記述問題 1 >>
ページ本文では、「記憶の珍味 諏訪綾子展」はどこで開かれていますか。
記述問題 2 >>
ページ本文から、「今月も編集部おすすめのイベントをいくつかご紹介していきます!」を含む言葉で始まり「体験の場が設けられています。」で終わる部分を、一字も変えずに書き写してください。

ページ本文 >>
**********
2020年もあっという間に2月に入りました。JDN編集部は年始の忙しさは去りましたが、みなさんはいかがお過ごしでしょうか?
今月も編集部おすすめのイベントをいくつかご紹介していきます!
世界のブックデザイン2018-19
印刷博物館で12月14日から3月29日まで開催中の「世界のブックデザイン2018-19」は、2019年3月に行われた「世界で最も美しい本コンクール」の入選図書と、7カ国(日本、ドイツ、オランダ、スイス、オーストリア、カナダ、中国)のコンクール入賞図書を加えたおよそ170点が展示されている展覧会です。
会場では実物を手に取ることができ、世界最高峰のブックデザインと造本技術を間近で楽しめます。
会期中の3月7日には、日本で開催された第53回造本装幀コンクールの受賞者である、グラフィックデザイナーの藤田裕美さん、刈谷悠三さん、平林美咲さんが出演するトークショーも行われます。会場に行くと時を忘れて1冊1冊に見入ってしまうこと必至のため、時間に余裕を持ってお出かけください!
記憶の珍味 諏訪綾子展
資生堂ギャラリーでは、1月18日から3月22日まで「記憶の珍味 諏訪綾子展」が開催中。フードアーティストの諏訪綾子さんは、本能的な無意識の感覚に訴えることのできる表現媒体として「食」を扱い、体験者に新たな問いや発見をもたらすことを追求しています。
本展では、誰もが個人的にもっている記憶をテーマに、新たな「食」の表現に取り組んでいる諏訪さん。会場では、さまざまな香りから調合した数種類の「記憶の珍味」を来場者が実際にあじわうことで、自身の記憶を呼び起こす体験の場が設けられています。
会期:2020年1月18日(土)~2020年3月22日(日)
**********
提供データ >>
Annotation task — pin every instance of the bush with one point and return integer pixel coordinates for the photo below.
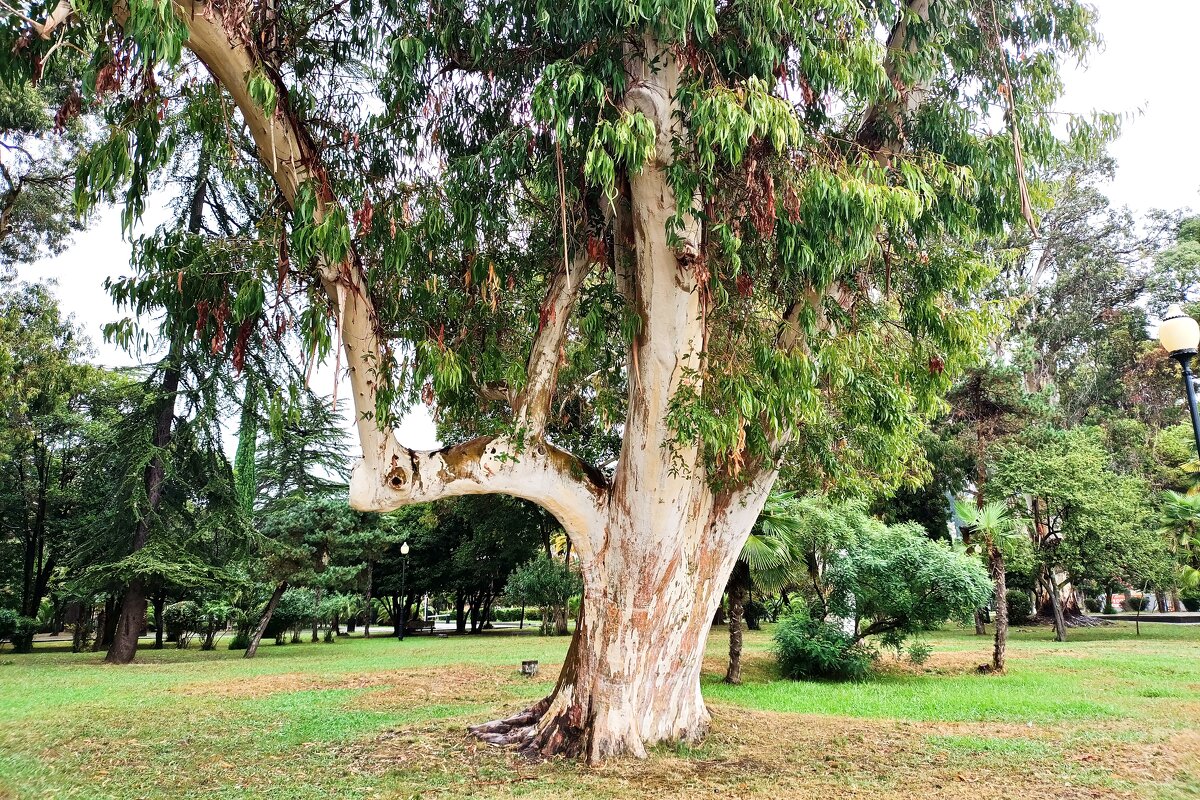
**********
最終結果 1 >>
資生堂ギャラリーです。

最終結果 2 >>
今月も編集部おすすめのイベントをいくつかご紹介していきます!
世界のブックデザイン2018-19
印刷博物館で12月14日から3月29日まで開催中の「世界のブックデザイン2018-19」は、2019年3月に行われた「世界で最も美しい本コンクール」の入選図書と、7カ国(日本、ドイツ、オランダ、スイス、オーストリア、カナダ、中国)のコンクール入賞図書を加えたおよそ170点が展示されている展覧会です。
会場では実物を手に取ることができ、世界最高峰のブックデザインと造本技術を間近で楽しめます。
会期中の3月7日には、日本で開催された第53回造本装幀コンクールの受賞者である、グラフィックデザイナーの藤田裕美さん、刈谷悠三さん、平林美咲さんが出演するトークショーも行われます。会場に行くと時を忘れて1冊1冊に見入ってしまうこと必至のため、時間に余裕を持ってお出かけください!
記憶の珍味 諏訪綾子展
資生堂ギャラリーでは、1月18日から3月22日まで「記憶の珍味 諏訪綾子展」が開催中。フードアーティストの諏訪綾子さんは、本能的な無意識の感覚に訴えることのできる表現媒体として「食」を扱い、体験者に新たな問いや発見をもたらすことを追求しています。
本展では、誰もが個人的にもっている記憶をテーマに、新たな「食」の表現に取り組んでいる諏訪さん。会場では、さまざまな香りから調合した数種類の「記憶の珍味」を来場者が実際にあじわうことで、自身の記憶を呼び起こす体験の場が設けられています。